▸ **Data for processing**:
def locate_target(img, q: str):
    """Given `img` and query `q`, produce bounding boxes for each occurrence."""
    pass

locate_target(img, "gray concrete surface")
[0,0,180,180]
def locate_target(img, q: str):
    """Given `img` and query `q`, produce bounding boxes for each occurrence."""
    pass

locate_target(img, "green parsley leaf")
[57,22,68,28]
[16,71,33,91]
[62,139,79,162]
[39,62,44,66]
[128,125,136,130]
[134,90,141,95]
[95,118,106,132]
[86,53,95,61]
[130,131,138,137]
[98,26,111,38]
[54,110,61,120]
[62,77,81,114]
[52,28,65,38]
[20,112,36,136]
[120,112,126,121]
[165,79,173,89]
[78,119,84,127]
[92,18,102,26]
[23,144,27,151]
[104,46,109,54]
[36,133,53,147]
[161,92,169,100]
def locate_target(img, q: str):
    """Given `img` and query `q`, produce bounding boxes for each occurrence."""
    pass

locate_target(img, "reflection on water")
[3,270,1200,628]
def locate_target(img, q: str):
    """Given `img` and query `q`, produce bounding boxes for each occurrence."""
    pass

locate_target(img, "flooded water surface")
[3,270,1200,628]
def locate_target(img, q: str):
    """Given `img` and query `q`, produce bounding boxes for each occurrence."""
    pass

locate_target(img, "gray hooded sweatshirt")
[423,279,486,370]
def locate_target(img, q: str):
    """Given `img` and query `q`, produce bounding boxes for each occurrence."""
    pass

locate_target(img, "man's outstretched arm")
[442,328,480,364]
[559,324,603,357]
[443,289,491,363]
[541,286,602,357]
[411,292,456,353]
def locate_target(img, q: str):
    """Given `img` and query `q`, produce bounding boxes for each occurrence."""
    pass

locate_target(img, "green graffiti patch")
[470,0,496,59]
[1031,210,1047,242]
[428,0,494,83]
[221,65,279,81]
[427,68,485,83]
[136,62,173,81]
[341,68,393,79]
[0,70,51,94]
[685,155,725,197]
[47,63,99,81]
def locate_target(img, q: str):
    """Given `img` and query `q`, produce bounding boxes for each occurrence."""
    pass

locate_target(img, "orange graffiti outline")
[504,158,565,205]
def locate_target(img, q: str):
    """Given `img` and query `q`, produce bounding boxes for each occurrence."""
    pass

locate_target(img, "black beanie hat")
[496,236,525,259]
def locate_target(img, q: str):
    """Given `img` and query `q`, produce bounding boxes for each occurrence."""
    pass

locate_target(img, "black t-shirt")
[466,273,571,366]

▸ **What is expected**: Every record must be transcribed exactly, with no line skipped.

▸ **Answer space**:
def locate_target(img, q: str):
    """Given `img` and query `q`, produce bounding boxes for each occurrence."""
    pass

locate_target(img, "gray concrete surface")
[0,0,180,180]
def locate_target(img, q: str):
    """Given `img` and query `q`, produce bounding boxes for each occurrence."""
    pass

locate_target(img, "green parsley leaf")
[57,22,68,28]
[16,71,33,91]
[62,139,79,162]
[39,62,44,66]
[128,125,136,130]
[134,90,141,95]
[95,118,106,132]
[86,53,95,61]
[130,131,138,137]
[98,26,111,38]
[54,110,61,120]
[62,77,81,114]
[52,28,65,38]
[20,112,36,136]
[120,112,126,121]
[165,79,173,89]
[78,119,84,127]
[92,18,102,26]
[23,144,27,151]
[104,46,109,54]
[36,133,53,147]
[161,92,169,100]
def locate_target(img, q: str):
    """Given `img` and query `q`, produce bounding boxes for each occurrence."""
    pass

locate_target(img, "reflection on water")
[3,270,1200,628]
def locate_target(img, q: str):
    """Given `img` and query `q`, produce bounding boxes for each occurrence."""
    pass

locate_target(img, "flooded water surface")
[3,270,1200,628]
def locate_target(img, q: str):
    """Given `img` and query `q`, produce bounding boxes for each occurrence."""
    pass

locate_target(img, "gray hooded sweatshirt")
[423,279,486,370]
def locate_target(img, q: str):
    """Given `img` and query `q`, produce bounding boxes for each occurrence."""
    pass

locate_target(img, "man's outstretched arm")
[442,328,480,364]
[559,324,603,357]
[443,289,491,363]
[541,286,602,357]
[411,292,456,353]
def locate_target(img, q: str):
    """Given `img` and query `q`, produce bounding boxes for each occurrence."""
    pass

locate_target(img, "green graffiti patch")
[470,0,496,59]
[1031,210,1047,242]
[428,0,494,83]
[221,65,279,81]
[427,68,485,83]
[136,62,173,81]
[341,68,393,79]
[0,70,51,94]
[685,155,725,197]
[47,63,99,81]
def locate_target(img, q: str):
    """Given `img` and query `q`, produce bounding boxes for each occurrence."""
    pass

locate_target(img, "orange graffiti outline")
[504,158,565,205]
def locate_target(img, q: str):
    """Given `img` and query `q`, produce bounding boxes for each occurrence."""
    pass

locate_target(img, "black beanie hat")
[496,236,525,259]
def locate_target(img, q: str):
    """Given `img` and query `q`, produce bounding boxes for each occurrence."""
    pass

locate_target(img, "black t-shirt")
[466,273,571,366]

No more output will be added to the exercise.